Recorded data
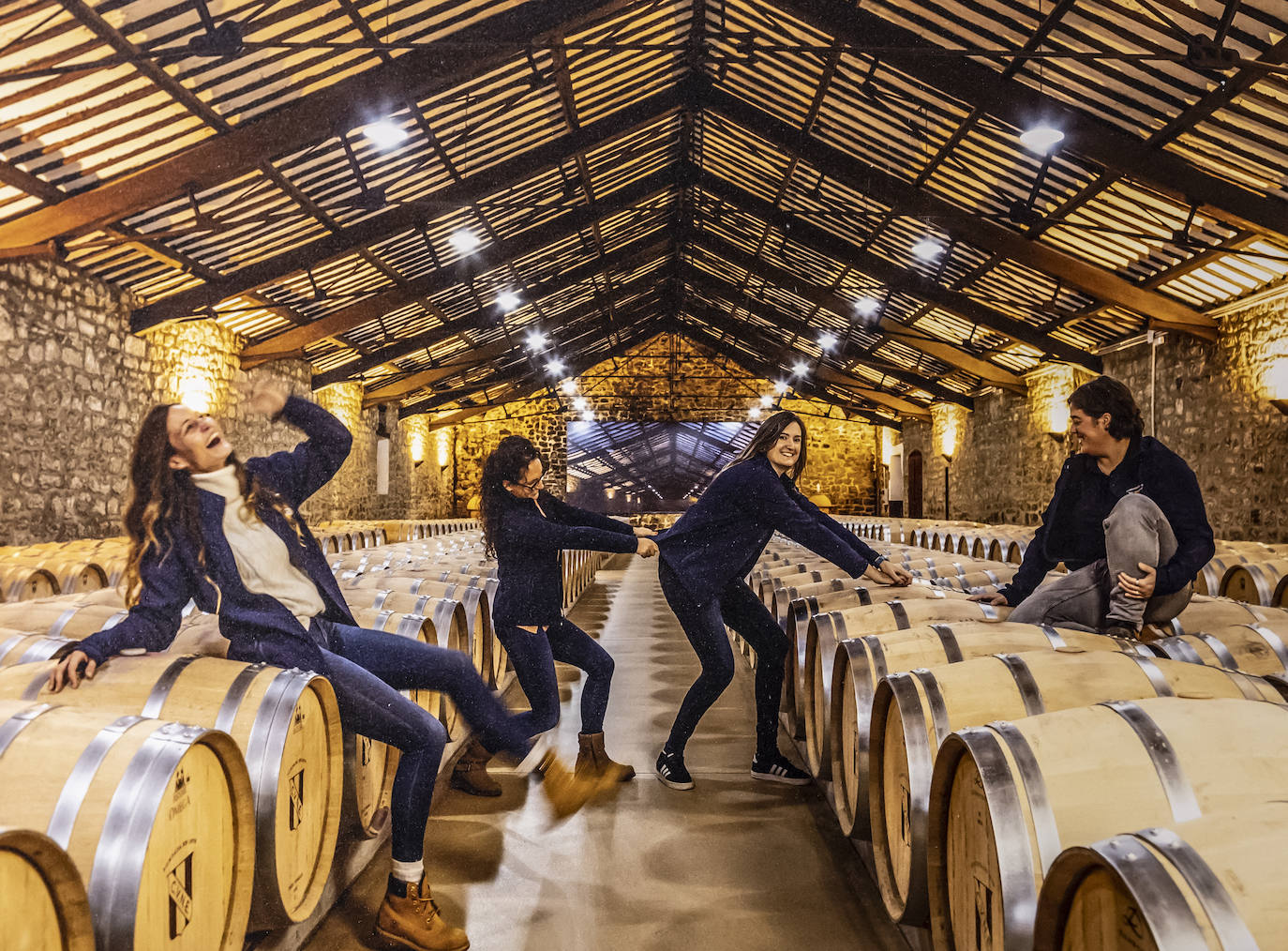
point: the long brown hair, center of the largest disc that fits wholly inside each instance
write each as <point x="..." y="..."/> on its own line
==
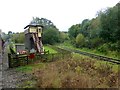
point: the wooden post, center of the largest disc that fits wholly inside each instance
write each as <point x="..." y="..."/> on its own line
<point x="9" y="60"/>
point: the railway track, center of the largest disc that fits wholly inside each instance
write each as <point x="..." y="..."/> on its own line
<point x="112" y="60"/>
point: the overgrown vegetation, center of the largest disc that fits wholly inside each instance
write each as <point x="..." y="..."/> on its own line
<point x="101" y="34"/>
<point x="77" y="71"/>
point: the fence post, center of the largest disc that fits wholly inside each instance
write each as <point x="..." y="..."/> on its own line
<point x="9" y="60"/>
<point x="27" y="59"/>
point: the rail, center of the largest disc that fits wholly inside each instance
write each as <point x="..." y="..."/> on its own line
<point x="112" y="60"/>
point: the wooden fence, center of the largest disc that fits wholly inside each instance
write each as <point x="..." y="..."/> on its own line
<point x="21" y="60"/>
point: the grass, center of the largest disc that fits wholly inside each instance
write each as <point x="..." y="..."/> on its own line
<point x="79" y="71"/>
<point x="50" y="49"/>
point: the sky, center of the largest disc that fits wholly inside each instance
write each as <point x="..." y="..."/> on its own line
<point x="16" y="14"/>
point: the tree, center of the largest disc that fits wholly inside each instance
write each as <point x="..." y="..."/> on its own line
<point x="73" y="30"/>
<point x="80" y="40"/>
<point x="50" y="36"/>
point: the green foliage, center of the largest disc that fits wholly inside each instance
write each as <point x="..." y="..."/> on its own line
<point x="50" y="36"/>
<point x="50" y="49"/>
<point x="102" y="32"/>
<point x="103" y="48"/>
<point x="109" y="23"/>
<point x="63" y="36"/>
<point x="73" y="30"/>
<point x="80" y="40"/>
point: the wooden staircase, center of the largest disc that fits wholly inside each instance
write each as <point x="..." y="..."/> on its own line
* * *
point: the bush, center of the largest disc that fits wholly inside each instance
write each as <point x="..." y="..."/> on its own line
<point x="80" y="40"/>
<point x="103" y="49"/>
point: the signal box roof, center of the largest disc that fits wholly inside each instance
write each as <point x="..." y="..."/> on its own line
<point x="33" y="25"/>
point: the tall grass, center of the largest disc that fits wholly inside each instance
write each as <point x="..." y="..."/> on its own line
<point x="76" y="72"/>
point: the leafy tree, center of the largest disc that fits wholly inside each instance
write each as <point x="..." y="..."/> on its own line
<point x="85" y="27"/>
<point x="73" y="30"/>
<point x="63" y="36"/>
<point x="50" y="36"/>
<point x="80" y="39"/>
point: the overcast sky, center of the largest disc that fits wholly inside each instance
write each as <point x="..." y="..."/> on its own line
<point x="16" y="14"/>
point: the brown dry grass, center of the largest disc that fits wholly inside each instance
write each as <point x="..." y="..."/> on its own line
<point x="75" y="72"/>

Your instructions
Report each line of the data above that contains the word "fence", copying each one in full.

Exercise response
point: the fence post, center of the largest disc that fits wholly inside each instance
point: the wooden fence, center of the largest disc that fits wholly inside each instance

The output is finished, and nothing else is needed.